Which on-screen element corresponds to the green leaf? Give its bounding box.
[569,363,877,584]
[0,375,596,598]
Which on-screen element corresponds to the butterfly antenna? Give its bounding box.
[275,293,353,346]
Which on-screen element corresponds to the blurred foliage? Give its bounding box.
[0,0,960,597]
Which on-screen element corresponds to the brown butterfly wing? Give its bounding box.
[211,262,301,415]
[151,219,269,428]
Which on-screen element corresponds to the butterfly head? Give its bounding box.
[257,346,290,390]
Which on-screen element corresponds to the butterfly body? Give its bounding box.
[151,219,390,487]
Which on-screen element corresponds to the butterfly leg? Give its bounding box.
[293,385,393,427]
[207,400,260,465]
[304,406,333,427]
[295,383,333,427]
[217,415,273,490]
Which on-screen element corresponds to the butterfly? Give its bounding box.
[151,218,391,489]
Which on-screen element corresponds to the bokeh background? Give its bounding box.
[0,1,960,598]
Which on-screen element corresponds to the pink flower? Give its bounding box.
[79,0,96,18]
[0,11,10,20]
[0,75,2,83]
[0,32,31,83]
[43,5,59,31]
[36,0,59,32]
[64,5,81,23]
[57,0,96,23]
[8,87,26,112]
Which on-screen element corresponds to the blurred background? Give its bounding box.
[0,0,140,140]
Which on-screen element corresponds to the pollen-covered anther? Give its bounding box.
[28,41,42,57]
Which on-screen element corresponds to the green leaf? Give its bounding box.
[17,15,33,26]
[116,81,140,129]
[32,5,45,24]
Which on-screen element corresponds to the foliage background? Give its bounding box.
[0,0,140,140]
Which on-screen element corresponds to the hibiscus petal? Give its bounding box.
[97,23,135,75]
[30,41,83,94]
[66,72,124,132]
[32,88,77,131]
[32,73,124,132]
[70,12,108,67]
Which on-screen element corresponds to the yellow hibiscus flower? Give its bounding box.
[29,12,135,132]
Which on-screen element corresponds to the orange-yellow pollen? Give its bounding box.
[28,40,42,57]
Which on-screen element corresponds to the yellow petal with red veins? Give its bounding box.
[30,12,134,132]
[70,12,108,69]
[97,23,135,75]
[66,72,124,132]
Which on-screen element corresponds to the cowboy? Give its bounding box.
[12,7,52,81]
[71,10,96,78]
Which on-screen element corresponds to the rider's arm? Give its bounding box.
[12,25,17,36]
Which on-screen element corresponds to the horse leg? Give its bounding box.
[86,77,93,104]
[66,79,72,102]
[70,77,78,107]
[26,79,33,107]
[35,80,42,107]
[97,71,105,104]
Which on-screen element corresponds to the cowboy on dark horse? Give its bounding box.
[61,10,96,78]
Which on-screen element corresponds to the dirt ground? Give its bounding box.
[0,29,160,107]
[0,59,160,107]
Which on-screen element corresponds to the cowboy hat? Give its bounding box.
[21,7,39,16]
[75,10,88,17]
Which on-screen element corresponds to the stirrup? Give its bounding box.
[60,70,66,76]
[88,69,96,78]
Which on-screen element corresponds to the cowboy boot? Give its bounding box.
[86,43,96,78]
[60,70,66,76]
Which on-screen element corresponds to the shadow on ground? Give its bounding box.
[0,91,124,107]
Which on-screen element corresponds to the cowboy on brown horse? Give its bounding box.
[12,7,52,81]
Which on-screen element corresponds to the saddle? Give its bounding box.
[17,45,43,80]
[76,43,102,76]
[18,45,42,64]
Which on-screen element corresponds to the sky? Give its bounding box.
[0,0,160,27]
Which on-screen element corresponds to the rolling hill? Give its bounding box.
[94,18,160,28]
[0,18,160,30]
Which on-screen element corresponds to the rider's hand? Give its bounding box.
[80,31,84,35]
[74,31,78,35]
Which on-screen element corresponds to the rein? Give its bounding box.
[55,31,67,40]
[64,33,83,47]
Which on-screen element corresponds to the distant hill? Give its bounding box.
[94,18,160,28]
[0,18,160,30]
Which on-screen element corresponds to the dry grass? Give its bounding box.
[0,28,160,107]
·····
(The task)
Reproduce the records from the line containing "Which on-screen element corresponds to the distant" through the end of the records, both ends included. Keep each request unchanged and add -38 to every bounding box coordinate.

(Exercise output)
Which on-screen element corresponds to the distant hill? Give its bounding box.
[56,-20,122,-10]
[-38,-20,122,-8]
Which on-screen element corresponds to the dry grass? Give its bounding box.
[-38,-10,122,69]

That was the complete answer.